▶ PASSAGE PROVIDED
-- begin --

# Lowrance GPS



## still casting (Jul 9, 2006)

I have a brand new Lowrance Elite fishfinder/GPS and I was wondering is this unit going bad. When trolling my gps speed never seems to stay at one speed even though I don't increase the throttle. it will change constanly from the ranges 1.96 to 2.07 to 2.10. Is this normal. I troll with my bow mount down for better boat control and steering with co-pilot remote. Thanks


----------



## robertj298 (Feb 23, 2009)

Thats a very small difference in speed which I would think could be caused by a number of factors wind speed, current,boat angle and such


----------



## lordofthepunks (Feb 24, 2009)

i agree with robertj, that difference is so minimal that you would not notice. could be motor surging, wind, waves, grass in prop, debris hitting boat. sounds normal to me.


----------



## Salmonid (Apr 14, 2004)

Its all tied to the GPS, number of sattelites its capturing and the speed of the signals marking your exact location, plus wind, speed, waves, current etc. I drift and it bounces all over the dam place, from 0.00 MPH to .37, then 0.00 then .32, its all about averaging it out and my Eagle 502c IGPS seems very accurate , maybe too accurate if your not used to those exact numbers always changing. 

Salmonid


----------

-- end --

▶ DATASET ROWS
-- begin --

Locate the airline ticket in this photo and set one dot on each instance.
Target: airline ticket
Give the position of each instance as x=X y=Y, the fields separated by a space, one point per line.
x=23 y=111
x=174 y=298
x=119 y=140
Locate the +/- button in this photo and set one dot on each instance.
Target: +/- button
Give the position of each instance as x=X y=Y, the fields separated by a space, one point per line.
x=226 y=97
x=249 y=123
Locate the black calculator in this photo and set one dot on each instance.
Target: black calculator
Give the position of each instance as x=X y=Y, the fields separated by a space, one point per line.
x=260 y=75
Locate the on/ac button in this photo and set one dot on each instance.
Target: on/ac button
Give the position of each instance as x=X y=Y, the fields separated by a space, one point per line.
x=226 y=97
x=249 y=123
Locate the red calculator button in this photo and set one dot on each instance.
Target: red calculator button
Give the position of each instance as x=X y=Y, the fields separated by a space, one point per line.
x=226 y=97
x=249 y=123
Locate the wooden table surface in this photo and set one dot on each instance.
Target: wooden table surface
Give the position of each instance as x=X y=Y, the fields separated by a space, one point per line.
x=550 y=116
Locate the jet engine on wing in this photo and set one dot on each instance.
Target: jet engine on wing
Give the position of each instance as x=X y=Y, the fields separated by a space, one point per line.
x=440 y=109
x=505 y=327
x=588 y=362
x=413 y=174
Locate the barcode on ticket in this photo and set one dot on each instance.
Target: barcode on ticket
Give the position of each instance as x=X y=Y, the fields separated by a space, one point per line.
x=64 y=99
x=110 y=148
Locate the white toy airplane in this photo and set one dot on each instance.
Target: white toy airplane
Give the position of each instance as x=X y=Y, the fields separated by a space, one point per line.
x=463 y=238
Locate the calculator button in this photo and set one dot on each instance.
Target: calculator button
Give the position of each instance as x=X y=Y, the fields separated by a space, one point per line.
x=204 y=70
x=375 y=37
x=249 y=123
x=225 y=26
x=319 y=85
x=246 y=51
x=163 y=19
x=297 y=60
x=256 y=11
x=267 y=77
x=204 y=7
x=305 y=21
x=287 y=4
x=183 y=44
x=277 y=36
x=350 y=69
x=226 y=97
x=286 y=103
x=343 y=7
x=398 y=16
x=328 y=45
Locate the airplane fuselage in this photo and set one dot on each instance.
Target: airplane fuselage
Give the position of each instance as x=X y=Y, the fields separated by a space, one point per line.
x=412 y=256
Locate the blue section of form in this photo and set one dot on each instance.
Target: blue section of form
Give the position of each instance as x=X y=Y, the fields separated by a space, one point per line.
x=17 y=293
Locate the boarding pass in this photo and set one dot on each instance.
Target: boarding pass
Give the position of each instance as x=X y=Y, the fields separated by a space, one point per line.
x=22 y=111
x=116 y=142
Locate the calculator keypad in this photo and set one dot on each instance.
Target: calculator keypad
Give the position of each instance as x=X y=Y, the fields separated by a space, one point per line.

-- end --

▶ TASK LIST
• 1. In the Lowrance GPS thread, which unit does Salmonid say he uses?
• 2. Reproduce the passage of the Lowrance GPS thread between "Its all tied" and "numbers always changing.", inclusive.
The records play no part in this work.

▶ EXERCISE SOLUTIONS
• 1. An Eagle 502c IGPS.

• 2.
Its all tied to the GPS, number of sattelites its capturing and the speed of the signals marking your exact location, plus wind, speed, waves, current etc. I drift and it bounces all over the dam place, from 0.00 MPH to .37, then 0.00 then .32, its all about averaging it out and my Eagle 502c IGPS seems very accurate , maybe too accurate if your not used to those exact numbers always changing.